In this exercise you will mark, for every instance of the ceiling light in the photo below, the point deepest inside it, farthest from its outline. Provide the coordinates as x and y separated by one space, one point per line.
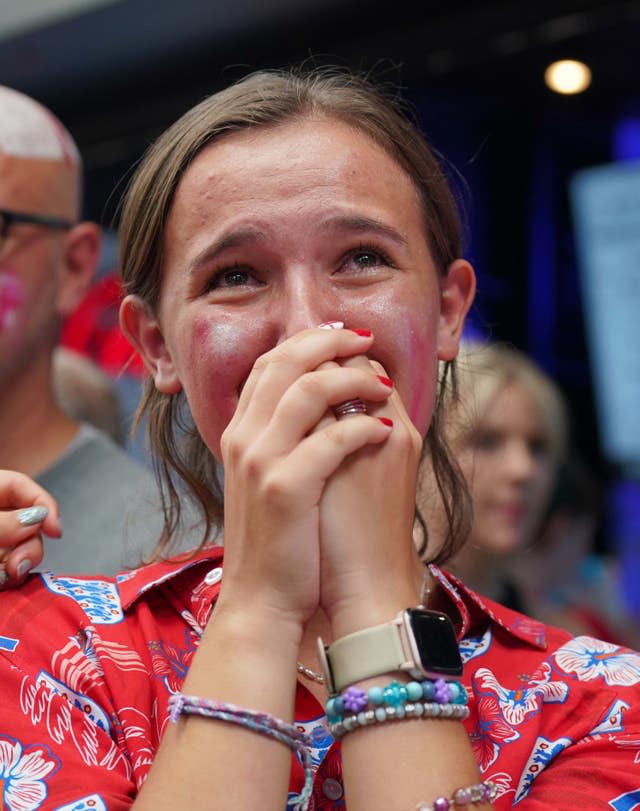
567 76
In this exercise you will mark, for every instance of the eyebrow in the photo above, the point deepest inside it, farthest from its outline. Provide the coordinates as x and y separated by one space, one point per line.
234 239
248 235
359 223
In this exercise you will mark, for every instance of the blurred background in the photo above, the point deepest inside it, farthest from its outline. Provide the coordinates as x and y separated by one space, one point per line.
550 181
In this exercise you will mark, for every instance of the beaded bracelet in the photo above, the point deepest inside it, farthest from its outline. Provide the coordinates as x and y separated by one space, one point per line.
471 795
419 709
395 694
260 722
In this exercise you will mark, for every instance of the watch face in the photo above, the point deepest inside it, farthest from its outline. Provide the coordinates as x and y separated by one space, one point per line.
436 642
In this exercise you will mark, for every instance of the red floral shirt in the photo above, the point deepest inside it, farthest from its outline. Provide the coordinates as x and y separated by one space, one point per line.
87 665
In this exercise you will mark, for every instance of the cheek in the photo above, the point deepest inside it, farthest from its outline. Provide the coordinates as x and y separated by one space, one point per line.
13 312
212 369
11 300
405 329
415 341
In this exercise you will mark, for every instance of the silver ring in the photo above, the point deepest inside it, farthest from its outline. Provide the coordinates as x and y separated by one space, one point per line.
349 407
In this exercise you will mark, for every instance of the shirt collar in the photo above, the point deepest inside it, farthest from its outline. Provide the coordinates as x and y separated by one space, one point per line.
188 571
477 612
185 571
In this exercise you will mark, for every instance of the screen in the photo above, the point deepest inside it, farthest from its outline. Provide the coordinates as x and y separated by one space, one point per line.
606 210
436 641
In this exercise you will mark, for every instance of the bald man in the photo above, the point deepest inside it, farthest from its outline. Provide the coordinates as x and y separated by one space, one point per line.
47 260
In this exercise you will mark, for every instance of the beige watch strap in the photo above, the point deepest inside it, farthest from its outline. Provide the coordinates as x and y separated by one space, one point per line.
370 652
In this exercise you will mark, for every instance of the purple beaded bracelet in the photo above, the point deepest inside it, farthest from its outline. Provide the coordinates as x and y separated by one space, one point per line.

□ □ □ □ □ □ □

Write the records out again in full, exactly, and skip every picture.

In this exercise you will mark, for every instance of the ceiling light in the photo below, the point deepest inside it, farthest from its outline. Provide the coordinates as x and y separated by one space, one point per line.
567 76
In this exercise you will mark, for every instance of the eyebrow in the photo above, the point deepest inside it, farthest from its outline. Provide the coordinates as x and y separated by one space, one point per line.
234 239
248 235
359 223
In this exercise you will mark, for every instance of the blurred background in the photo above, the point deepest inside it, farthest from its outline. Provide the coordinates as x and y separated by one space, one point per line.
550 181
In this exercise you will mark, for every instance of the beaded bracelet in the photo above, the point deepest inside it, farthest from its outline. Provide the coordinates as x and y separated by one space, one point per line.
471 795
419 709
395 694
260 722
In this exercise you will mark, for every instance of the watch face in the photo above, the point deepest inside it, farthest from its outline. Provide the coordinates as x and y separated by one space, one point per line.
436 642
In this exercise you will mark, for every instance of the red floral shirt in the photo above, the point deepest inside it, farthest from its outline. Provide the coordinates as x and y separated by one space, one point per line.
87 665
In this exercise you will mark, for every instance of the cheek in the photo above, the point deepest inside it, farthest from its outline. Provide the coordinates as x and y separated by one space, one point per line.
13 312
212 369
11 300
405 329
415 341
In this exercise you will mark, for every instance of the silver ring in the photo above, the point deepest inside it, farthest from its outline. Provide the coordinates as x and y separated by one space, one point per line.
349 407
In this exercise you will mark, for every instance of the shirt collar in the photo above, the point deepest inside it, farthest from its outline. Provide the coordinates as x and y separated by one space, one point per line.
188 571
477 612
185 571
In this exercise you will mark, for every instance of the screen in the photo above, the point deepest inside it, farthest from its outline. Provide the coordinates as x and y separated by one space, one point per line.
606 210
436 641
In this exercise you will mark, for every instance of the bald man in the photo above, the point deepest inside it, farthest from its outline. Provide the coordinates as x and y separated by one space, one point per line.
47 260
In this exercise you will mark, for every instance of the beige watch strap in the photo above, the point deepest inside it, farthest from its outline. Provide the coordinates as x and y separated by one space, one point per line.
370 652
In this exercise you will mark, for every instance of the purple beaded bracelet in the photo above, the point deepest inside it, farthest from its outline. Provide the coordinates as x and y separated by one space, one point per line.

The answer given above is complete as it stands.